╭──
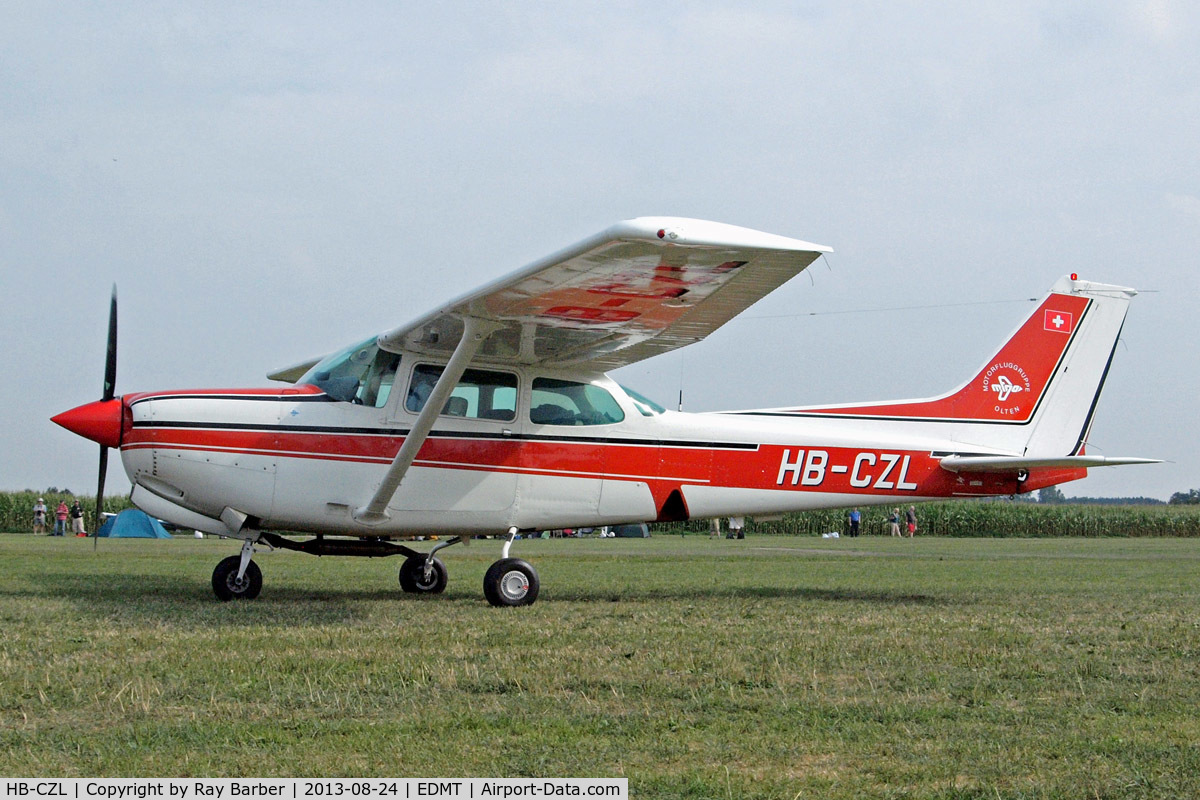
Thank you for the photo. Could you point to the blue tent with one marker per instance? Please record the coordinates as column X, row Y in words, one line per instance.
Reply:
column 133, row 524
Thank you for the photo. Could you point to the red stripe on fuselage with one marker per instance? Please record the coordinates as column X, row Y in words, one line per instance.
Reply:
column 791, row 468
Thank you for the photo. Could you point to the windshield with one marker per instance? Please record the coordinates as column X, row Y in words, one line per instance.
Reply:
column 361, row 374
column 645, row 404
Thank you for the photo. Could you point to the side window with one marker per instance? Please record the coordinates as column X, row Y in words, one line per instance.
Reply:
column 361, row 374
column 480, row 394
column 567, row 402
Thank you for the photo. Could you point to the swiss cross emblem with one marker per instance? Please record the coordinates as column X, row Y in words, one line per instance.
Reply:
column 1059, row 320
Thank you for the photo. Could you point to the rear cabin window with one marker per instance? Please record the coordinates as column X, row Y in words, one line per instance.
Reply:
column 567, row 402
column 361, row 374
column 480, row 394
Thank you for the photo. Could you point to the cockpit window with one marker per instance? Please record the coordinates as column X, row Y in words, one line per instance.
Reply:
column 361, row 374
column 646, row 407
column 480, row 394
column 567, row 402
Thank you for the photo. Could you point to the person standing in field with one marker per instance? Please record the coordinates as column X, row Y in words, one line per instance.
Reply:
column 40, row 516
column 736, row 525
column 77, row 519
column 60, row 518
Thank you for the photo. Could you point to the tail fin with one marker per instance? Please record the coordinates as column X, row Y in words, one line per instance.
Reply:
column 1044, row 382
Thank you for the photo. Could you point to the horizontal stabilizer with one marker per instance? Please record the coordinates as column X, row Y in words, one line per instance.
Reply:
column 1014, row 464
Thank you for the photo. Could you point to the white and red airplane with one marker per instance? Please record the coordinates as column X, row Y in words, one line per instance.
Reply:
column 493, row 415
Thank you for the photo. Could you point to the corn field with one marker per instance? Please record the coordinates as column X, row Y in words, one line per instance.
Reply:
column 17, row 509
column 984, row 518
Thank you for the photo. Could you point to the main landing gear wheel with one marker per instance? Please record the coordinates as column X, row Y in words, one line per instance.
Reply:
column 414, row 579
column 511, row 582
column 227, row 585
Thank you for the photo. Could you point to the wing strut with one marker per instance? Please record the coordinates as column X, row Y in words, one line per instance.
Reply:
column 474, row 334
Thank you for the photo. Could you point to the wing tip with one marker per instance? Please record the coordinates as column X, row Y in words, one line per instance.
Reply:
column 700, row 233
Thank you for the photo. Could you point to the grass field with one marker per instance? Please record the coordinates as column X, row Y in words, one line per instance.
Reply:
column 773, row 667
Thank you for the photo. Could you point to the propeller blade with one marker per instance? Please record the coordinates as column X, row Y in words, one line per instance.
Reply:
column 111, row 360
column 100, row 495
╰──
● **Task description**:
Repeat the entries exactly as they are given, leaving out each image.

● **Response for this exercise**:
Thank you for the photo. Could you point to the blue tent with one marker per instance? Please record the coordinates as column X, row Y in words, one line per instance.
Reply:
column 133, row 524
Thank you for the photo. Could you point to the red stripe on fuselage with one marker per instance? Please record the coordinates as column X, row Y in words, one line per instance.
Reply:
column 791, row 468
Thank you for the photo. Could you point to the windshield with one marker per instance? Please record the coordinates as column X, row Y in words, one line per instance.
Reply:
column 361, row 374
column 645, row 404
Thank you for the photo. Could you point to the side window with one marker per instance? Please record the coordinates as column X, row Y in words, one line per instance.
Reply:
column 361, row 374
column 480, row 394
column 567, row 402
Thank you for the photo. Could you point to the swiss cross emblem with one marker per instance? Please record the coordinates as column X, row Y in words, one line per instance.
Reply:
column 1059, row 320
Thank you for the photo. Could you point to the rear cabin window with one marker per instance? Please record the coordinates as column X, row Y in words, one line per instance.
Reply:
column 567, row 402
column 361, row 374
column 480, row 394
Thank you for the photo. Could you point to the cockpit window with one marker per instance? Please record the coordinates as column X, row Y in words, one line per instance.
Reply:
column 361, row 374
column 646, row 407
column 480, row 394
column 567, row 402
Thank you for the photo. Could you point to the person standing in field with one marker per instance? Please record the coordinates as column X, row Y in words, one line per instance.
Reply:
column 40, row 516
column 736, row 525
column 77, row 519
column 60, row 518
Thank you for the photo. Could you point to the tail fin with one marker per instance? Please record the coordinates as column X, row Y in words, one line per instance.
Reply:
column 1044, row 382
Thank you for the photo. Could you point to the horizontal stabilizer with one marker per instance? Please record the coordinates as column X, row Y in words, one line per instance.
Reply:
column 1014, row 464
Thank you for the photo. Could you point to the white and red airplane with one marker per instance? Please record the coordinates as column X, row Y in words, one line per instance.
Reply:
column 493, row 415
Thank you for the photo. Could you point to the corn field with one marker per instance? Please record the coordinates as column X, row Y in words, one line per instance.
Reply:
column 17, row 509
column 984, row 518
Thank you for the photo. Could you point to the main landing gear wheel with one marker per instance? Please record the coordinates as column X, row Y in words, one line per instance.
Reply:
column 414, row 579
column 511, row 582
column 227, row 585
Thank you for the photo. Could you point to the wing strut with one marker per instance? Please record the coordinates as column X, row Y in words, one line per instance.
Reply:
column 474, row 334
Thank you for the photo. Could you point to the wing tip with one marker per instance? Please record the coordinates as column X, row Y in words, one line per instance.
Reply:
column 700, row 233
Thank you for the photo. Could you point to the grass field with one marker per instance? Please record the coordinates as column X, row Y in words, one line per instance.
Reply:
column 773, row 667
Thank you for the photo. Could you point to the propeller blade with one marker per instance? Please record the coordinates as column X, row Y in words, one line per instance.
Reply:
column 111, row 360
column 100, row 495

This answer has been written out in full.